◆ What to produce
Exclude the pictures and retype the entries as written.

'''

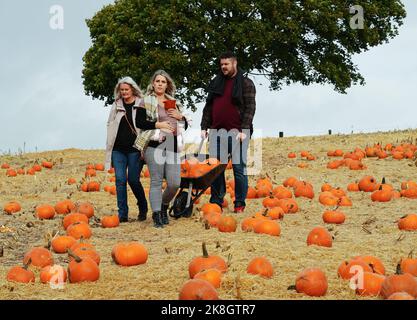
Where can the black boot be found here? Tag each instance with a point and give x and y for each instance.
(164, 213)
(157, 221)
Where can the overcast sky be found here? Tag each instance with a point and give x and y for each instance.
(43, 102)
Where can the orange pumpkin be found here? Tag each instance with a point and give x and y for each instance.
(408, 222)
(213, 276)
(61, 244)
(64, 207)
(86, 208)
(399, 283)
(45, 211)
(38, 257)
(78, 230)
(55, 275)
(269, 227)
(319, 236)
(312, 282)
(73, 218)
(370, 284)
(367, 184)
(83, 252)
(129, 253)
(227, 224)
(334, 216)
(197, 289)
(110, 221)
(401, 296)
(12, 207)
(206, 262)
(260, 266)
(20, 274)
(83, 270)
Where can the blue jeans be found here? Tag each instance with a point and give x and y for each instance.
(220, 148)
(132, 162)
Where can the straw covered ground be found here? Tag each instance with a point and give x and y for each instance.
(172, 248)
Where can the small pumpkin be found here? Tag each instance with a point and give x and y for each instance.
(21, 274)
(38, 257)
(334, 217)
(86, 208)
(269, 227)
(55, 274)
(319, 236)
(213, 276)
(197, 289)
(78, 230)
(82, 269)
(61, 244)
(64, 207)
(367, 184)
(227, 224)
(399, 283)
(12, 207)
(45, 211)
(312, 282)
(408, 222)
(73, 218)
(110, 221)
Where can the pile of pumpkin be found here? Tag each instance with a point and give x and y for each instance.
(84, 259)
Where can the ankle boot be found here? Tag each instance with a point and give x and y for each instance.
(164, 213)
(157, 221)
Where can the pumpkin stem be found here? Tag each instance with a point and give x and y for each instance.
(73, 255)
(205, 252)
(27, 264)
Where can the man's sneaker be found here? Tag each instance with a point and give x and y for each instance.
(239, 209)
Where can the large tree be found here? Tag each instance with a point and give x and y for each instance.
(305, 41)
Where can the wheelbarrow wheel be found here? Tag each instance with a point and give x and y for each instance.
(179, 209)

'''

◆ Answer to this task
Where can the black boot be found here? Tag each instance with a point and give x and y for each instance.
(164, 213)
(157, 221)
Where can the overcast sky be found here? Tag each instance with a point and give x and y for each instance.
(43, 102)
Where can the orange pumpkin be found here? Tag each instance with a point and give x and y for each instance.
(408, 222)
(213, 276)
(61, 244)
(64, 207)
(86, 208)
(399, 283)
(45, 211)
(38, 257)
(78, 230)
(55, 275)
(269, 227)
(319, 236)
(312, 282)
(73, 218)
(370, 284)
(367, 184)
(83, 252)
(129, 253)
(227, 224)
(334, 216)
(197, 289)
(110, 221)
(401, 296)
(12, 207)
(206, 262)
(260, 266)
(20, 274)
(83, 270)
Where can the blue jeans be found here? Tag each instance with a point and give x and y for each instance.
(220, 148)
(132, 162)
Where can the straw covered ground be found here? Tag each instance with a point and give x and y for each instance.
(172, 248)
Where can the small pumpkin be found here? Tag each instance with a point and give x and y for each instance.
(21, 274)
(38, 257)
(334, 217)
(86, 208)
(269, 227)
(55, 274)
(319, 236)
(213, 276)
(197, 289)
(78, 230)
(82, 269)
(61, 244)
(64, 207)
(367, 184)
(227, 224)
(399, 283)
(12, 207)
(45, 211)
(312, 282)
(408, 222)
(73, 218)
(110, 221)
Where can the pile of pumpkin be found here? Tag each instance with a point and give x and y for each instance.
(84, 259)
Where can the ankle boot be found here? Tag each instance with a point and give x and y for each instance.
(164, 213)
(157, 221)
Where can the pumpkin stem be found here? Tag each instance with a point and give x and y for each instance.
(73, 255)
(205, 252)
(27, 264)
Where can the man's sneaker be found here? Tag each instance with a point and give x and y for each instance.
(239, 209)
Where can the large tree be found here? Tag each instance with a point and give x and y for each instance.
(305, 41)
Where can the wheelbarrow wheel be found here? Tag each instance with a point and give x and y for each instance.
(179, 209)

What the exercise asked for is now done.